So I was looking at it a couple of ways, I think. At the end of the day I was thinking to myself. I think there was either the slow, gradual path which I could have taken, and it just would have taken longer for me to reach my goals, obviously. But the more extreme I went with how much money I was investing and the risk I was taking, the greater the likelihood of me being able to expedite the process. And I think, with everybody you have to make that goal. There's a whole spectrum on how much risk you're willing to take versus how much reward that risk might give you.

Shawn DeMartile:

And for me I had an extremely secure job and the way I was looking at it as worst case scenario. Yes, I lose all of this money. I lose my retirement savings because I was maxing out my 401k for years. I would lose this and I'd have to reset and if that happens that would suck. But this is also a job. That's a decent job that has a pension. If I were to stay 20 years, a really good pension. To me. The biggest risk was just less of a retirement if I completely quit and it didn't go well and I looked at that as this was worth the risk for me. I don't have kids, I wasn't not married, I have way less on the line than a lot of other people. I'm just going to freaking go for this man. I'm going to go all in. I'm going to learn this. It's going to be trial by fire, and it was, but for me I didn't feel like I had a lot to lose.

Ed Mathews:

To be honest, so let's talk about. I'm always interested in hearing about the successes, but here's the thing I've learned more from bumping my head than crossing the finish line hands over my head. Oh yeah, I'm curious about the what's the biggest mistake you ever made, and I'm also curious about how you fixed it and where and how did you recover?

» **Work instructions**
- a) Write out the investing interview, everything from "To be honest, so" down to "did you recover?".
- b) Pick up the investing interview after its final line and write what comes next.

» **Dataset rows**
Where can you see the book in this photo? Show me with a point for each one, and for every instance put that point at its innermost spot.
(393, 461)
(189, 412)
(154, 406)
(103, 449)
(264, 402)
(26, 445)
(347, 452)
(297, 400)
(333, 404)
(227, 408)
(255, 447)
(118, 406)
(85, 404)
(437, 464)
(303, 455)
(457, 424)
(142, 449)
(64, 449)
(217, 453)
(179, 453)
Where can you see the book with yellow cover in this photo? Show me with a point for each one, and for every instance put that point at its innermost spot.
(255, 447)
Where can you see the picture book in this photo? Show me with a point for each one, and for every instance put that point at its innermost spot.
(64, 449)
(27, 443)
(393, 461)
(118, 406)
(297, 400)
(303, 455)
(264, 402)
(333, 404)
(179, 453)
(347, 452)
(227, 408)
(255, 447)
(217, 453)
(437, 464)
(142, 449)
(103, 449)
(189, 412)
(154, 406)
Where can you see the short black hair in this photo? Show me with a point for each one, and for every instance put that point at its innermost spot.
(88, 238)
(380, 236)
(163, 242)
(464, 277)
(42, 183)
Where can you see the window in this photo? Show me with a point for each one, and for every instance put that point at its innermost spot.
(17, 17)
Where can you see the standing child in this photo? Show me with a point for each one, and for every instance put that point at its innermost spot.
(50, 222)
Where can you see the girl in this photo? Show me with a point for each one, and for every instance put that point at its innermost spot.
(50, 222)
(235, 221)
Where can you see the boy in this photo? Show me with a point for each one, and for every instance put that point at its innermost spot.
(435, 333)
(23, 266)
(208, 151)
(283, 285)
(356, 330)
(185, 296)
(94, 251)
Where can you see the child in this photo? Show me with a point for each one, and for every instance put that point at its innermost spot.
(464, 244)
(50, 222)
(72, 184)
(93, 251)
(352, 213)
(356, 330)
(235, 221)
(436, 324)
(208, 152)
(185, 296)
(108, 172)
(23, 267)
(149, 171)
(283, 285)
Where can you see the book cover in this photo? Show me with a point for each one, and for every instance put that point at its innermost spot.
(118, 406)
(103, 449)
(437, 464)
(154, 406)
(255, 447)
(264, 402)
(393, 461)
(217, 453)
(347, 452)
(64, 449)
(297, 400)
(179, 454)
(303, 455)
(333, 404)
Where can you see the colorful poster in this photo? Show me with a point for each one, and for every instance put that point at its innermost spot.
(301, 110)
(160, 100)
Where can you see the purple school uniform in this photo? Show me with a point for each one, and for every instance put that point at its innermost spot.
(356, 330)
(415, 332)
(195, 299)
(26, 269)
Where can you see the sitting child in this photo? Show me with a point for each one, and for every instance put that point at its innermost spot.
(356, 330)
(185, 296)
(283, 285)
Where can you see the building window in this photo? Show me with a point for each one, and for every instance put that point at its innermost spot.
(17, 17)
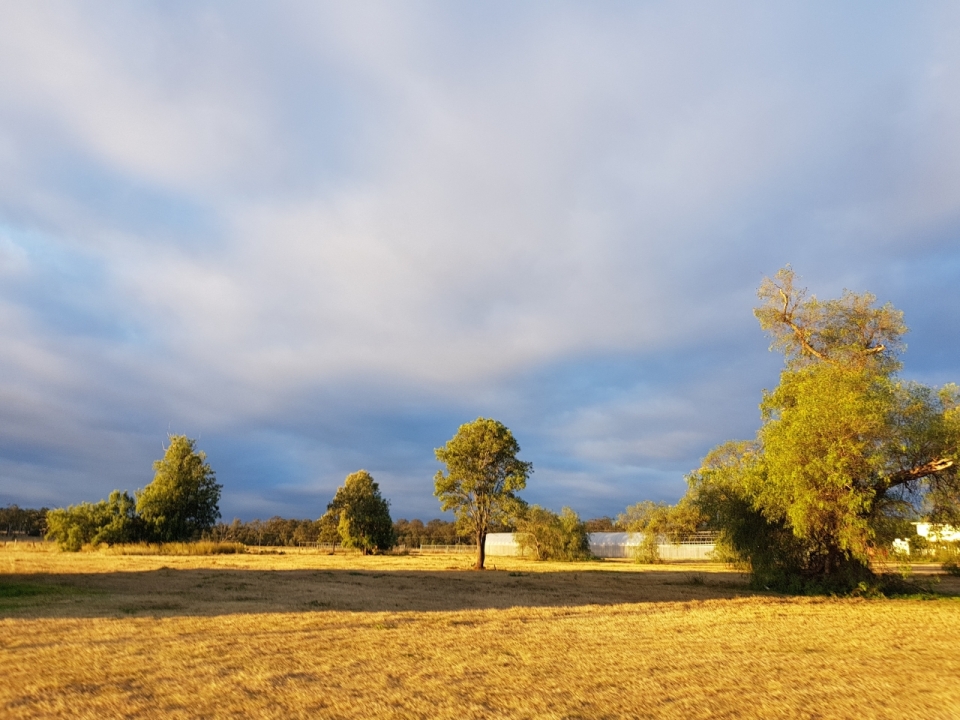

» **Answers given**
- a)
To be honest, so let's talk about. I'm always interested in hearing about the successes, but here's the thing I've learned more from bumping my head than crossing the finish line hands over my head. Oh yeah, I'm curious about the what's the biggest mistake you ever made, and I'm also curious about how you fixed it and where and how did you recover?

- b)
Shawn DeMartile:

So that's a great question. I have many mistakes I've made in my career so far and I think the biggest one was and this is the first one that comes to mind and that's not being sufficiently capitalized. On that first project, we ran out of money, plain and simple. We made a lot of. Would you say again, What'd you do about it? So what we did about it was we started pounding the pavement, reaching out to private investors to basically to come in and save us and showing them that if, as long as we're able to finish our remodels, we're going to make it out okay, and we collateralized the debt. We found a private investor that let us borrow $200,000 at 6% interest, interest-only payments, which was a hell of a deal and that's really all we needed to get through the end and it did work. We ended up 3X-ing our money. We ended up finishing our renovation plan on this 32 unit doing really well our money. We ended up finishing our renovation plan on this 32 unit doing really well, coming out on the back end of it, timing the market and selling for a 3X property or equity multiple. So it ended up working out. But there were so many lessons I learned. What led to running out of money, et cetera, but that's something that moving forward has affected every deal I've done ever since.

Shawn DeMartile:

So now when I'm inspecting properties, I'm looking way deeper and doing much more of a thorough inspection and outlining all the capital needs that I need a lot more. I'm scoping sewer lines, all of them. I want to know everything I can possibly know about a property now, because these unexpected expenses can screw you. I also don't. If you're renovating a property of that size, you're asking yourself hey, if we force more of these tenants whose leases are expiring, if we force more of them out, then we can renovate units faster and get our evaluation up faster. And we were bringing our occupancy down to 80% sometimes a little bit less in order to try and quickly turn some units, and the thing is you're just burning cash while you're doing that. So I've learned the hard way. That doesn't necessarily mean you're going to make more money in the end and you're going to be in the red while during that period, and it brings in more predictability and more risk or unpredictability. So I learned. Those are just some of the many lessons I learned, and I'll never make that mistake again.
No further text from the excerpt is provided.